### What to work on:
Duplicate all of the following lines with no changes.

(Object detection data)
'''
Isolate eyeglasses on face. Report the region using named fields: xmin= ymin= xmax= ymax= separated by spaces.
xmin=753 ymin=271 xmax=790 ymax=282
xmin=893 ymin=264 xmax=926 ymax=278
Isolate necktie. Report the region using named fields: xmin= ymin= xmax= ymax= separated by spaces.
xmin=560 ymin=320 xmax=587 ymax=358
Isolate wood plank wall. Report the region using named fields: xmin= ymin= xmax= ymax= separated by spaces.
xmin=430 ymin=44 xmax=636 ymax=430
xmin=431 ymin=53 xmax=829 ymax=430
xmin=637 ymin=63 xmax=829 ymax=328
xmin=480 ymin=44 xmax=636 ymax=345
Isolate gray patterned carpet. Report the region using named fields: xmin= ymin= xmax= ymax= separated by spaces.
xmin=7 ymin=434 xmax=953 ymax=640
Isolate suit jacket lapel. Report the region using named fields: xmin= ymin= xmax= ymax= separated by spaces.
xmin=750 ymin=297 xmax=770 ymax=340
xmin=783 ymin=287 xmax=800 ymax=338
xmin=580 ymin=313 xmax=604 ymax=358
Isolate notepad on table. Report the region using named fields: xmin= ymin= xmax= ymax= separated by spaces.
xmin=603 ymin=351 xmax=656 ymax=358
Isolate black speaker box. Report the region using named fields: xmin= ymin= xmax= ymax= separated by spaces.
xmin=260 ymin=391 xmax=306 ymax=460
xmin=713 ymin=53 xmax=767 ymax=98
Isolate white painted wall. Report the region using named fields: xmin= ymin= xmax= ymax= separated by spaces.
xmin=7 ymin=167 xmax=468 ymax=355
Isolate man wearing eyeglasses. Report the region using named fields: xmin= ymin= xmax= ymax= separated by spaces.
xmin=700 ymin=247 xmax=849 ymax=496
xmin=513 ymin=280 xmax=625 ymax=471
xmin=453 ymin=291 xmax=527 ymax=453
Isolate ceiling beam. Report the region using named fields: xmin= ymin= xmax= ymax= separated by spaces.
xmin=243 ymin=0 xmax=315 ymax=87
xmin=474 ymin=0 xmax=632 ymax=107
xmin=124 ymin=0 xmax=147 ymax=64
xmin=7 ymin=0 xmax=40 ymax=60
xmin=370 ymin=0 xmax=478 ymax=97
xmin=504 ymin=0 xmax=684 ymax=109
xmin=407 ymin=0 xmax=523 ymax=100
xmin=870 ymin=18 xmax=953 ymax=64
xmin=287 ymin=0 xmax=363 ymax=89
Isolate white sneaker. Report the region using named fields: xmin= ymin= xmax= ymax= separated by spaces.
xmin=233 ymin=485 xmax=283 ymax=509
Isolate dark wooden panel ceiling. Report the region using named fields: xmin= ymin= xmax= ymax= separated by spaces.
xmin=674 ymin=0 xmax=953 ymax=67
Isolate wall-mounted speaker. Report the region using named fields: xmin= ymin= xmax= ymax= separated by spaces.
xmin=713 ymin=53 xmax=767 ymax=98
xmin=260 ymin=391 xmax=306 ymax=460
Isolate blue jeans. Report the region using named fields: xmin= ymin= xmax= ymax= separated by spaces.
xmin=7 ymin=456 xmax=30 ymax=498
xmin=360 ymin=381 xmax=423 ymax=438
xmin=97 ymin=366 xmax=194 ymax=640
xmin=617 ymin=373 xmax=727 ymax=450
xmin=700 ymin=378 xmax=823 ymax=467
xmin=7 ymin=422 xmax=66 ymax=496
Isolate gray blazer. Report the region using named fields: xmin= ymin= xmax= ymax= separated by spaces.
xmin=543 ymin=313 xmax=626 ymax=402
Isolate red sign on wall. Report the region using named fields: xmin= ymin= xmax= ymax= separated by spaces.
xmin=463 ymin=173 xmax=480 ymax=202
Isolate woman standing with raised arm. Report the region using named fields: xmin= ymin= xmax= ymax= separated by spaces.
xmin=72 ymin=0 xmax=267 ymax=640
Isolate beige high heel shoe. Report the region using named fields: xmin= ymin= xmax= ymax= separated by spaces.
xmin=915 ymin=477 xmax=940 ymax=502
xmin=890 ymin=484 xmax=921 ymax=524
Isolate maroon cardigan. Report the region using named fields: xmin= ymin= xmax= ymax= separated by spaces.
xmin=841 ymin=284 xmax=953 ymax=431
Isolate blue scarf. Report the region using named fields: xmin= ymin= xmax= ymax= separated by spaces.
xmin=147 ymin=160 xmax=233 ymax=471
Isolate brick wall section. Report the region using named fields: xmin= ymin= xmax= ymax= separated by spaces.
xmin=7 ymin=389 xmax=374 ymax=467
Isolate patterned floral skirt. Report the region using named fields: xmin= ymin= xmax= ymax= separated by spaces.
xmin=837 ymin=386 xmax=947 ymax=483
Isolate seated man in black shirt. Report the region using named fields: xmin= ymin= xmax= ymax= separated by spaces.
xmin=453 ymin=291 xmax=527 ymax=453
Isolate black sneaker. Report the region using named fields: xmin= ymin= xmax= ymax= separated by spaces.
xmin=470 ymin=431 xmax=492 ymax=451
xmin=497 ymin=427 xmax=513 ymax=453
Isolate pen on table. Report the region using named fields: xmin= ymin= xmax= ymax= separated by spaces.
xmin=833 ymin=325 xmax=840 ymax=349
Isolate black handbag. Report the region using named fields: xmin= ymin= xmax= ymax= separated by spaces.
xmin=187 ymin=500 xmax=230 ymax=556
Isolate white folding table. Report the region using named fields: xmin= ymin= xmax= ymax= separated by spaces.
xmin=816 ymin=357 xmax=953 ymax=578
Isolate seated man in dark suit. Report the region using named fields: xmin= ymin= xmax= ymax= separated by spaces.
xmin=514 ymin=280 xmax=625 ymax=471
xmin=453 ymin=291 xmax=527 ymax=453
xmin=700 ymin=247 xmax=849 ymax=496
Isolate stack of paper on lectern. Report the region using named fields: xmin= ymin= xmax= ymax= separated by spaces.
'''
### Exercise response:
Isolate eyeglasses on face. Report the region using named fields: xmin= ymin= xmax= ymax= separated by spaces.
xmin=753 ymin=271 xmax=790 ymax=282
xmin=893 ymin=264 xmax=926 ymax=278
Isolate necktie. Report the region using named fields: xmin= ymin= xmax= ymax= separated by spaces.
xmin=560 ymin=320 xmax=587 ymax=358
Isolate wood plank wall. Report the region using named fields: xmin= ymin= xmax= ymax= separated by spaces.
xmin=430 ymin=44 xmax=636 ymax=430
xmin=431 ymin=53 xmax=829 ymax=430
xmin=637 ymin=63 xmax=829 ymax=328
xmin=480 ymin=44 xmax=636 ymax=345
Isolate gray patterned carpet. Report the region using named fields: xmin= ymin= xmax= ymax= separated by spaces.
xmin=7 ymin=434 xmax=953 ymax=640
Isolate suit jacket lapel. Report the region using named fields: xmin= ymin= xmax= ymax= separated by spaces.
xmin=750 ymin=297 xmax=770 ymax=340
xmin=783 ymin=287 xmax=800 ymax=338
xmin=580 ymin=313 xmax=604 ymax=358
Isolate notepad on table. Report the region using named fields: xmin= ymin= xmax= ymax= separated by spaces.
xmin=603 ymin=351 xmax=656 ymax=358
Isolate black speaker box. Report the region using named fields: xmin= ymin= xmax= ymax= separated by spaces.
xmin=260 ymin=391 xmax=306 ymax=460
xmin=713 ymin=53 xmax=767 ymax=98
Isolate white painted wall. Report the region using named fields: xmin= ymin= xmax= ymax= separated by spaces.
xmin=7 ymin=167 xmax=468 ymax=355
Isolate man wearing eyeglasses. Report the region using named fields: xmin= ymin= xmax= ymax= separated by spaces.
xmin=700 ymin=247 xmax=849 ymax=496
xmin=513 ymin=280 xmax=625 ymax=471
xmin=453 ymin=291 xmax=527 ymax=453
Isolate ceiling beam. Report the region using named fields: xmin= ymin= xmax= ymax= separated by spaces.
xmin=243 ymin=0 xmax=315 ymax=87
xmin=474 ymin=0 xmax=632 ymax=107
xmin=124 ymin=0 xmax=147 ymax=64
xmin=7 ymin=0 xmax=40 ymax=60
xmin=370 ymin=0 xmax=478 ymax=97
xmin=504 ymin=0 xmax=684 ymax=109
xmin=407 ymin=0 xmax=523 ymax=100
xmin=870 ymin=18 xmax=953 ymax=64
xmin=287 ymin=0 xmax=363 ymax=89
Isolate white sneaker. Report the region using named fields: xmin= ymin= xmax= ymax= separated by spaces.
xmin=233 ymin=485 xmax=283 ymax=509
Isolate dark wooden panel ceiling. Report the region using named fields: xmin= ymin= xmax= ymax= separated by spaces.
xmin=674 ymin=0 xmax=953 ymax=67
Isolate wall-mounted speaker. Report the region using named fields: xmin= ymin= xmax= ymax= separated by spaces.
xmin=713 ymin=53 xmax=767 ymax=98
xmin=260 ymin=391 xmax=306 ymax=460
Isolate blue jeans. Report the region using named fields: xmin= ymin= xmax= ymax= separated by spaces.
xmin=7 ymin=456 xmax=30 ymax=498
xmin=360 ymin=381 xmax=423 ymax=438
xmin=97 ymin=366 xmax=194 ymax=640
xmin=617 ymin=373 xmax=727 ymax=450
xmin=700 ymin=378 xmax=823 ymax=467
xmin=7 ymin=422 xmax=66 ymax=496
Isolate gray blazer. Report the region using named fields: xmin= ymin= xmax= ymax= separated by spaces.
xmin=543 ymin=313 xmax=626 ymax=402
Isolate red sign on wall. Report the region using named fields: xmin= ymin= xmax= ymax= separated by spaces.
xmin=463 ymin=173 xmax=480 ymax=202
Isolate woman standing with raised arm. Report the region using named fields: xmin= ymin= xmax= ymax= separated by spaces.
xmin=72 ymin=0 xmax=267 ymax=640
Isolate beige high heel shoe. Report the region using named fields: xmin= ymin= xmax= ymax= separated by spaces.
xmin=915 ymin=477 xmax=940 ymax=502
xmin=890 ymin=484 xmax=921 ymax=524
Isolate maroon cardigan. Report the region using named fields: xmin= ymin= xmax= ymax= separated by spaces.
xmin=841 ymin=284 xmax=953 ymax=431
Isolate blue scarf. Report the region using named fields: xmin= ymin= xmax= ymax= separated by spaces.
xmin=147 ymin=160 xmax=233 ymax=471
Isolate brick wall section. Report the region using named fields: xmin= ymin= xmax= ymax= separated by spaces.
xmin=7 ymin=389 xmax=374 ymax=467
Isolate patterned floral skirt. Report the region using named fields: xmin= ymin= xmax= ymax= separated by spaces.
xmin=837 ymin=386 xmax=947 ymax=483
Isolate seated man in black shirt. Report the region using named fields: xmin= ymin= xmax= ymax= separated by spaces.
xmin=453 ymin=291 xmax=527 ymax=453
Isolate black sneaker. Report the region using named fields: xmin= ymin= xmax= ymax= separated by spaces.
xmin=470 ymin=431 xmax=492 ymax=451
xmin=497 ymin=427 xmax=513 ymax=453
Isolate pen on table. Report the region using named fields: xmin= ymin= xmax= ymax= separated by spaces.
xmin=833 ymin=325 xmax=840 ymax=349
Isolate black handbag. Report the region using named fields: xmin= ymin= xmax= ymax= separated by spaces.
xmin=187 ymin=500 xmax=230 ymax=556
Isolate white folding table. Report the region using named fields: xmin= ymin= xmax= ymax= separated by spaces.
xmin=816 ymin=357 xmax=953 ymax=578
Isolate seated man in dark suit. Report the region using named fields: xmin= ymin= xmax= ymax= separated by spaces.
xmin=514 ymin=280 xmax=625 ymax=471
xmin=453 ymin=291 xmax=527 ymax=453
xmin=700 ymin=247 xmax=849 ymax=496
Isolate stack of paper on lectern. Report the region using named fields: xmin= ymin= xmax= ymax= separated by spaces.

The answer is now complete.